§ **EXERCISE DETAILS**: Continue the article on the cost and benefits of targeted cancer drugs, picking up after its last sentence.

§ **PAGE TEXT**:
>>>>

With targeted cancer drugs, cost vs. benefits gets more complicated

The refusal by NICE on Friday to recommend that the U.K. health system buy Roche's ($RHHBY) melanoma drug Zelboraf illustrates why the debate over expensive end-of-life cancer drugs is not going to die.

The National Institute for Health and Clinical Excellence says the benefits were too uncertain for a cost of £1,750 ($2,700) to extend a life for a short time, Reuters reports. With that, the agency has now rejected 9 of the 10 end-of-life drugs it has reviewed. The rejection of a therapy whose chance of success is boosted by its genetic targeting goes to the heart of that discussion.

The question of cost versus benefits, particularly very high costs for very short life-expectancy times, is being played out in many countries, including the U.S. Reuters points out that at the recent American Society of Clinical Oncology (ASCO) meeting 44 studies looked at cost effectiveness, twice as many as in 2005.

<<<<

§ **RECORDS SUPPLIED**:
>>>>

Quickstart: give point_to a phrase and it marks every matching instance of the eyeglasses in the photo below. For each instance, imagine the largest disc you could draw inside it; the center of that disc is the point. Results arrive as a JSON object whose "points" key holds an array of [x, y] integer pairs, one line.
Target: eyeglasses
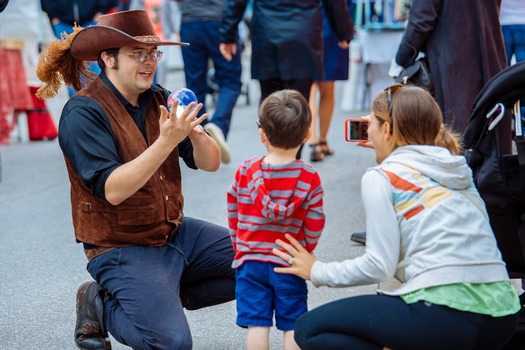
{"points": [[140, 56]]}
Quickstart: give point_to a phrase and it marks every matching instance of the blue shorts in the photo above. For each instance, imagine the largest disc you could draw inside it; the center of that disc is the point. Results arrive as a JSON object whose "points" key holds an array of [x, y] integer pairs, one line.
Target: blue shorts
{"points": [[260, 291]]}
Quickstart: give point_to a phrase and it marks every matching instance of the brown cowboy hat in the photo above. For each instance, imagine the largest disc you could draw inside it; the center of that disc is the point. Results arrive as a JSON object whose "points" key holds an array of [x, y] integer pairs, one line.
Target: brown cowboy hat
{"points": [[126, 28]]}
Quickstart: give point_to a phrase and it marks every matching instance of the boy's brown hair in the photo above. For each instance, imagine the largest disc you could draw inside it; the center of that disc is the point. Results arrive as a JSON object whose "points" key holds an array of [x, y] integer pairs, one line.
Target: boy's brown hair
{"points": [[285, 118]]}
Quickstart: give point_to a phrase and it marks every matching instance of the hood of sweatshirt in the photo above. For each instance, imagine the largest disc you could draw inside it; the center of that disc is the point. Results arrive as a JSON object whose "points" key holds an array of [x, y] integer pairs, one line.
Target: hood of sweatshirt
{"points": [[279, 190], [435, 162]]}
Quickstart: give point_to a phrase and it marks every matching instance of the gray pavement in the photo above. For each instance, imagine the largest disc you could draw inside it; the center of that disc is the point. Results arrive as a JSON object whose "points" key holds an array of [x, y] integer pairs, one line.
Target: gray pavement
{"points": [[41, 266]]}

<<<<

§ **ANSWER BELOW**:
The cost of giving cancer drugs is projected to rise 20% a year, reaching $173 million in the U.S. by 2020. The annual cost of treatment could top $100,000 a year when cancer drugs are combined. This is leading payers and patients, some of whom can't justify the costs to themselves, to look for some alternatives. Some are testing reimbursement models that bundle costs for overall patient care or ask patients to pay more out-of-pocket if they choose a treatment with a limited chance of success, Reuters says.

Some of the gene-targeting therapies let doctors know when those chances are good in specific patients, which some say is the way to go. That means patients and payers don't ante up for a therapy that is unlikely to succeed and drug companies can continue to have some expectation that their innovation will be valued. NICE apparently doesn't agree.